==== Provided material

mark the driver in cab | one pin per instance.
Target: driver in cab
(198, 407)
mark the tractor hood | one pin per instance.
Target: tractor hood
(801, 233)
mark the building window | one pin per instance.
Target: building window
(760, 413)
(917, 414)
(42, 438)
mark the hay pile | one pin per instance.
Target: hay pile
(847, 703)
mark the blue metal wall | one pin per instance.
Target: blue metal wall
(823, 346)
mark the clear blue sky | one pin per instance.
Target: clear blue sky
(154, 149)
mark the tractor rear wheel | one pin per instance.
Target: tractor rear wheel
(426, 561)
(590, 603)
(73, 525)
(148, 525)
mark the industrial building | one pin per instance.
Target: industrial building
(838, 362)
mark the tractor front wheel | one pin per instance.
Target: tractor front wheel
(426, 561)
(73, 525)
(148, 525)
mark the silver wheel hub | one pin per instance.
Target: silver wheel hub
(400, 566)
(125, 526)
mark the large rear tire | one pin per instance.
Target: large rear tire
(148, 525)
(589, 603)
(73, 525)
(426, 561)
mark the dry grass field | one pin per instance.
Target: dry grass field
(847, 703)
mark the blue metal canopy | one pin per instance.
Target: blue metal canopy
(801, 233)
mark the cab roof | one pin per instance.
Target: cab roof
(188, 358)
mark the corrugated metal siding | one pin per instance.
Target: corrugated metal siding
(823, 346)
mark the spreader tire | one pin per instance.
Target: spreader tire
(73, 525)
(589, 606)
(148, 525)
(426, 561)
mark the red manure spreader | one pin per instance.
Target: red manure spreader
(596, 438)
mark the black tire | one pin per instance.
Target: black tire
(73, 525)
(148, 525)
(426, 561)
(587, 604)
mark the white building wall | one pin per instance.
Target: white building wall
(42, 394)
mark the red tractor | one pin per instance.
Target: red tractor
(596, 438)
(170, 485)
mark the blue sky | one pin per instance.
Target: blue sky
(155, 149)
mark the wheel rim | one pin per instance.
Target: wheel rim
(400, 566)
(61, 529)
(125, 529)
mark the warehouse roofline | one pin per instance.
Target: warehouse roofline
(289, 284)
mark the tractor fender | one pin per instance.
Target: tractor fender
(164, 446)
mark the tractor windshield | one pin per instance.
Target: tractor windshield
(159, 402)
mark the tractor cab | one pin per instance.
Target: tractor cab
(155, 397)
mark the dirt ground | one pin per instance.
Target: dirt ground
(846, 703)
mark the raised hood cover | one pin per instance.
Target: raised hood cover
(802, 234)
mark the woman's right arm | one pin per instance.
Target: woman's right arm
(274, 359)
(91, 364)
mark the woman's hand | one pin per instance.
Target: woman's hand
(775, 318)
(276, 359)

========

:: Goal ::
Extract all of the data above without altering anything.

:: Written answer ::
mark the driver in cab | one pin per instance.
Target: driver in cab
(198, 407)
mark the tractor hood | one pin per instance.
Target: tractor hood
(801, 233)
mark the building window | one pin per instance.
Target: building window
(760, 413)
(917, 414)
(42, 438)
mark the hay pile | one pin per instance.
Target: hay pile
(847, 703)
mark the blue metal wall | one pin per instance.
Target: blue metal wall
(823, 346)
mark the clear blue sky | one pin per instance.
Target: clear blue sky
(154, 149)
mark the tractor rear wheel | one pin per instance.
Target: tractor rear wheel
(426, 561)
(590, 603)
(73, 525)
(148, 525)
mark the industrial building | one pin per instance.
Target: industrial building
(838, 362)
mark the tractor front wheel | one pin per instance.
Target: tractor front wheel
(426, 561)
(73, 525)
(148, 525)
mark the silver wheel hub | one pin per instance.
Target: silver wheel hub
(400, 566)
(125, 526)
mark the large rear tire | one pin per instance.
Target: large rear tire
(148, 525)
(589, 603)
(73, 525)
(426, 561)
mark the dry grass field | one pin per instance.
Target: dry grass field
(847, 703)
mark the blue metal canopy | one pin per instance.
Target: blue metal canopy
(801, 233)
mark the cab roof | one pin per instance.
Target: cab roof
(188, 358)
mark the corrugated metal siding | one pin per instance.
Target: corrugated metal siding
(823, 346)
mark the spreader tire | one pin per instance.
Target: spreader tire
(73, 525)
(589, 606)
(148, 525)
(426, 561)
mark the red manure spreader | one pin per instance.
Target: red manure spreader
(596, 438)
mark the black tire | one pin per instance.
Target: black tire
(73, 525)
(148, 525)
(426, 561)
(587, 604)
mark the white building wall | one pin per instance.
Target: white building wall
(42, 394)
mark the red tractor | one pin per instance.
Target: red tractor
(596, 438)
(170, 485)
mark the blue sky | one pin per instance.
Target: blue sky
(155, 149)
mark the wheel rim | one pin per instance.
Target: wheel rim
(400, 566)
(61, 529)
(125, 529)
mark the warehouse roofline | one pin per instance.
Target: warehouse roofline
(289, 284)
mark the tractor fender | one pin per instance.
Target: tractor fender
(164, 446)
mark the tractor windshield | one pin per instance.
Target: tractor windshield
(159, 402)
mark the tractor cab | one pin per instance.
Target: tractor cab
(155, 397)
mark the dirt ground | one pin per instance.
Target: dirt ground
(846, 703)
mark the raised hood cover | one pin per instance.
Target: raised hood cover
(802, 234)
mark the woman's right arm | one pin per instance.
Target: woman's right arm
(274, 359)
(91, 364)
mark the woman's hand | one pin per instance.
Target: woman's hand
(775, 318)
(276, 359)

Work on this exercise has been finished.